▸ Document section:
Boxes of Narcan nasal spray sit on a table at a syringe disposal event hosted by Shred the Stigma, a harm reduction nonprofit based in Oklahoma City. Narcan is the most commonly known form of naloxone, an opioid overdose-reversing drug. (Photo by Carmen Forman/Oklahoma Voice)
OKLAHOMA CITY — Andrea Haddox has seen too many friends and loved ones overdose or get sick after sharing used needles.
Her own past battle with drugs is the driving force behind her nonprofit’s mission to distribute free supplies aimed at reducing harm — like sterile syringes, fentanyl test strips, opioid-reversing agents, condoms, emergency contraception and more — to Oklahomans in need.
“I do this work because of the people that I’ve lost,” she said. “We’ve lost volunteers. We’ve lost friends. We’ve lost family, and that’s always hard. But knowing that we’re doing something that makes a difference is really important.”

[Entries from a dataset]

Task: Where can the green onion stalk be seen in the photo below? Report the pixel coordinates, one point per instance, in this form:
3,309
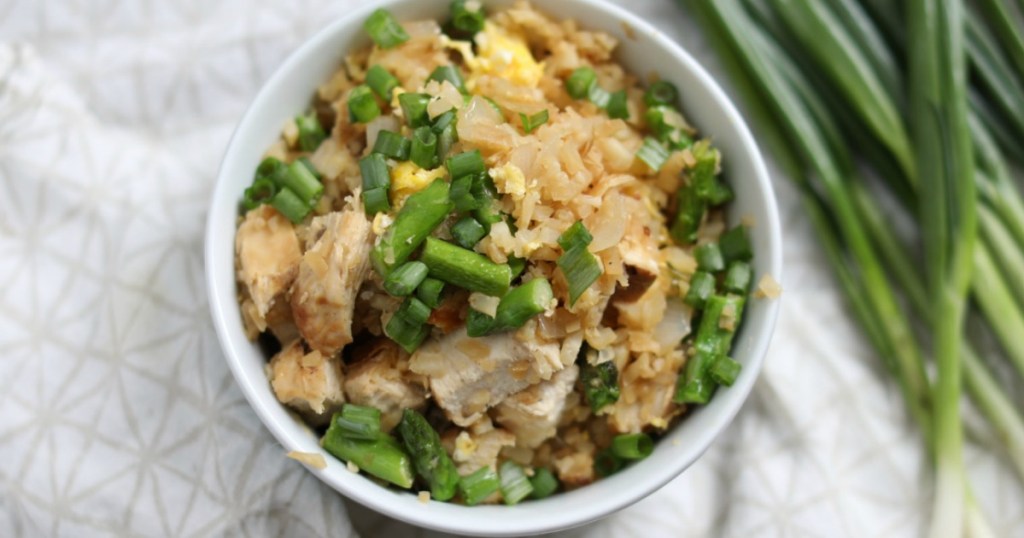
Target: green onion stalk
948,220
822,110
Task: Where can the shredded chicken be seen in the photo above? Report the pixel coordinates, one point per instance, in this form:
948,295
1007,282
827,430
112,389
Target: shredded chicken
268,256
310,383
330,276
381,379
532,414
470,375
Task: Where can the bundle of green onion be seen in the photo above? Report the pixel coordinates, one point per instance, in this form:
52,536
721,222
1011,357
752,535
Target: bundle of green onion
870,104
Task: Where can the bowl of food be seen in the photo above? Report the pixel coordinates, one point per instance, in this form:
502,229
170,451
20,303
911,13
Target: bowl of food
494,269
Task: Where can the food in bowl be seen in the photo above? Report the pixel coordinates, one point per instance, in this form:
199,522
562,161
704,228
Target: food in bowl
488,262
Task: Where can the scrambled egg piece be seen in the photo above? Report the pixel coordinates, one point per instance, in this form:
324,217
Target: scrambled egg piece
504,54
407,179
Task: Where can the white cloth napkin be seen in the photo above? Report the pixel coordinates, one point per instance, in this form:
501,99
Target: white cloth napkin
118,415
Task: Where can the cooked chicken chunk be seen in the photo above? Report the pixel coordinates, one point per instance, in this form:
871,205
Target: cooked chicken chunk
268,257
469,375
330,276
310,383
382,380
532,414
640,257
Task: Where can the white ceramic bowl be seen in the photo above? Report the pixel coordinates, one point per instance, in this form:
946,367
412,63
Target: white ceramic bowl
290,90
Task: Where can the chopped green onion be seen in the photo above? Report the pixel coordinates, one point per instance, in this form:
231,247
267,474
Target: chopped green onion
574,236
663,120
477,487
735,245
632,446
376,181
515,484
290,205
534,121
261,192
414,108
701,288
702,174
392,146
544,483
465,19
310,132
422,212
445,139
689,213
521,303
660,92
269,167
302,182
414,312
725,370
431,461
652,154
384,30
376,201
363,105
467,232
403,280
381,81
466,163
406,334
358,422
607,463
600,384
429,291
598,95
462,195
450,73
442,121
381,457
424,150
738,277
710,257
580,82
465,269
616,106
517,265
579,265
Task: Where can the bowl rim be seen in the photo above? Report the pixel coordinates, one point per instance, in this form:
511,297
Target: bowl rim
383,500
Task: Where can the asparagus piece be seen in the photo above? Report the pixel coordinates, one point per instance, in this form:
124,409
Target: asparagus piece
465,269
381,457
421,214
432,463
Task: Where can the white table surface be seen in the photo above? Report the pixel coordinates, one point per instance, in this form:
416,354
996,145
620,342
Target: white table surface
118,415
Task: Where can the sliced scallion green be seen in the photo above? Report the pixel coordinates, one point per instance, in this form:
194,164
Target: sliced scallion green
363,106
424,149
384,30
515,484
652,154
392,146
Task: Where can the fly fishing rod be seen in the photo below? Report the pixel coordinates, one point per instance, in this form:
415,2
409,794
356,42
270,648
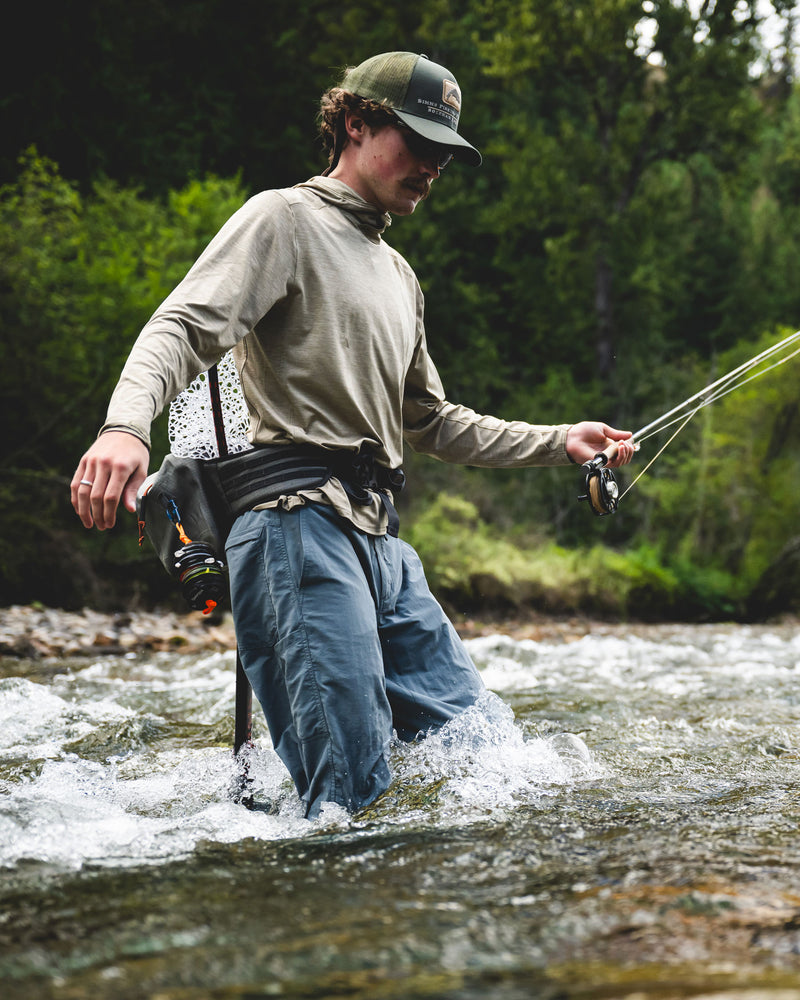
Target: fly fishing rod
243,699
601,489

▸ Tasks:
A – Repeat word for word the stretch of the harm reduction article from "OKLAHOMA CITY —" through "Oklahomans in need.".
B – Answer the following from the harm reduction article:
(i) In which city is Shred the Stigma based?
(ii) Of which opioid overdose-reversing drug is Narcan the most commonly known form?
(iii) What is the driving force behind the mission of Andrea Haddox's nonprofit?
Draw only on the harm reduction article when responding.

▸ Results in order:
A –
OKLAHOMA CITY — Andrea Haddox has seen too many friends and loved ones overdose or get sick after sharing used needles.
Her own past battle with drugs is the driving force behind her nonprofit’s mission to distribute free supplies aimed at reducing harm — like sterile syringes, fentanyl test strips, opioid-reversing agents, condoms, emergency contraception and more — to Oklahomans in need.

B –
(i) Oklahoma City.
(ii) Naloxone.
(iii) Her own past battle with drugs.